EXCERPTED RECORDS:
· · · · ·
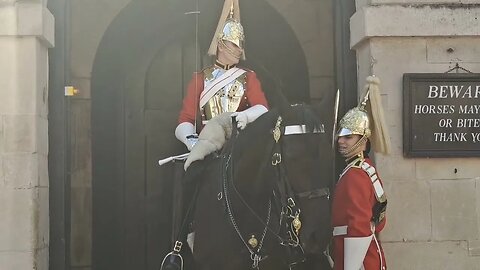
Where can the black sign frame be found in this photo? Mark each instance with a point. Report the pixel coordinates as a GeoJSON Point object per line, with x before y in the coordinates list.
{"type": "Point", "coordinates": [409, 124]}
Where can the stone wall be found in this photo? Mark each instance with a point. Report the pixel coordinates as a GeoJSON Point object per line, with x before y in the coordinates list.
{"type": "Point", "coordinates": [434, 204]}
{"type": "Point", "coordinates": [26, 32]}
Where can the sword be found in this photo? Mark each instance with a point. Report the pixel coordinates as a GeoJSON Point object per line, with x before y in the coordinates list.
{"type": "Point", "coordinates": [177, 157]}
{"type": "Point", "coordinates": [335, 117]}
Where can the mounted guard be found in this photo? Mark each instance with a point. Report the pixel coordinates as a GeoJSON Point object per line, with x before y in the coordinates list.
{"type": "Point", "coordinates": [222, 87]}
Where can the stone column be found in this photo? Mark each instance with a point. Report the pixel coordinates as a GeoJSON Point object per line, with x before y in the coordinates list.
{"type": "Point", "coordinates": [26, 33]}
{"type": "Point", "coordinates": [433, 213]}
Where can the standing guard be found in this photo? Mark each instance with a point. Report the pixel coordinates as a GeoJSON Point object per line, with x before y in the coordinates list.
{"type": "Point", "coordinates": [222, 87]}
{"type": "Point", "coordinates": [359, 202]}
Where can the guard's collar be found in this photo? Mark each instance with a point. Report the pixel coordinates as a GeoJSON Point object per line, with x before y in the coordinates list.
{"type": "Point", "coordinates": [224, 66]}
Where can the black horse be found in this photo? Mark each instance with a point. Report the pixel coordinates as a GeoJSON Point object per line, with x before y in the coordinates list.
{"type": "Point", "coordinates": [253, 194]}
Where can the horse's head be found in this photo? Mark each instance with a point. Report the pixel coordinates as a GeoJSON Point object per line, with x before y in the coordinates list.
{"type": "Point", "coordinates": [302, 142]}
{"type": "Point", "coordinates": [255, 164]}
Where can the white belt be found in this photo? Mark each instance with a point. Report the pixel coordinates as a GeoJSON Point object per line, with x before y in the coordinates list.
{"type": "Point", "coordinates": [340, 230]}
· · · · ·
TASK STATEMENT: Revise the stretch from the line containing "Where can the horse's" through the end of the lines, changing "Mark each instance with a point" to "Place a point on each instance" and leaving everything else as it is. Return only those lines.

FINAL RESULT:
Where can the horse's head be found in this photo? Place a point on each instance. Report the pixel coordinates as a GeoJSON Point object per line, with x before y in the coordinates list.
{"type": "Point", "coordinates": [302, 142]}
{"type": "Point", "coordinates": [255, 164]}
Where can the white belt be found in this photo? Place a point on each instance. Report the pixel coordinates as a GeoJSON Point object per line, with x before y in the coordinates list.
{"type": "Point", "coordinates": [340, 230]}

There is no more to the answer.